## start DATA FOR THIS TASK

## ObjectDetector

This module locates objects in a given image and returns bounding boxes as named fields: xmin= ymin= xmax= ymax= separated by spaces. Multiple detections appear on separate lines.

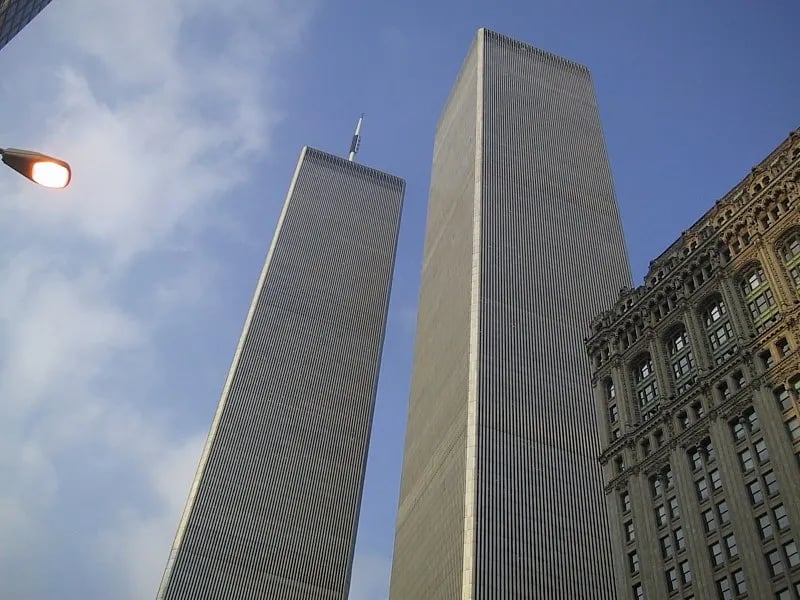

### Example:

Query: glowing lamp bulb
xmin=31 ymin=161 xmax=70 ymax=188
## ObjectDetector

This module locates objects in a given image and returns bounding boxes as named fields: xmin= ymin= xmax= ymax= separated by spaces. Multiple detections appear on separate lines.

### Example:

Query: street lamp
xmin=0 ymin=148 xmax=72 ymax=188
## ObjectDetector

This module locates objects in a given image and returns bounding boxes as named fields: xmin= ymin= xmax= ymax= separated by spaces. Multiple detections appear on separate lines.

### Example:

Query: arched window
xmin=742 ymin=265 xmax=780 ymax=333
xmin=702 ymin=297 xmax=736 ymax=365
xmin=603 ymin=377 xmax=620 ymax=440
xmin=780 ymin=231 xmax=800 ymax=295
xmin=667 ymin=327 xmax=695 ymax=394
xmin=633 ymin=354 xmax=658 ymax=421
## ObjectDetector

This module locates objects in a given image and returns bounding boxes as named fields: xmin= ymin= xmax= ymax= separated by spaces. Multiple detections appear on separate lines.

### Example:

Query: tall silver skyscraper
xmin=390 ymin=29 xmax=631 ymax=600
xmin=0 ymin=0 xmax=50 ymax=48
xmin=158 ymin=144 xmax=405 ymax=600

## end DATA FOR THIS TASK

**TASK BRIEF**
Reproduce all of the data above word for word, leaving out any pictures.

**EXERCISE OUTPUT**
## ObjectDetector

This module locates objects in a given image and returns bounding boxes as named fields: xmin= ymin= xmax= ymax= separated by spaces. Multiple detections appear on separate lines.


### Example:

Query: glowing lamp bulb
xmin=31 ymin=161 xmax=70 ymax=188
## ObjectDetector

This module locates objects in a given image and returns bounding boxes as named fields: xmin= ymin= xmax= ymax= separated by spaces. Multiple detections appear on separate lines.

### Example:

Query: street lamp
xmin=0 ymin=148 xmax=72 ymax=188
## ObjectDetector

This module locates objects in a given image and returns bounding boxes as named fields: xmin= ymin= xmax= ymax= separated by spaces. Multiple detections appear on separate lines.

### Example:

Query: arched window
xmin=742 ymin=265 xmax=780 ymax=333
xmin=702 ymin=297 xmax=736 ymax=365
xmin=603 ymin=377 xmax=620 ymax=440
xmin=780 ymin=231 xmax=800 ymax=295
xmin=667 ymin=327 xmax=695 ymax=394
xmin=633 ymin=354 xmax=658 ymax=421
## ObjectDetector

This module locates objects in a given image and returns bounding boxes as named fields: xmin= ymin= xmax= ymax= separated by spaces. Multiple detections appear on separate lines.

### Example:

Query: tall silver skyscraper
xmin=390 ymin=29 xmax=631 ymax=600
xmin=0 ymin=0 xmax=50 ymax=48
xmin=158 ymin=144 xmax=405 ymax=600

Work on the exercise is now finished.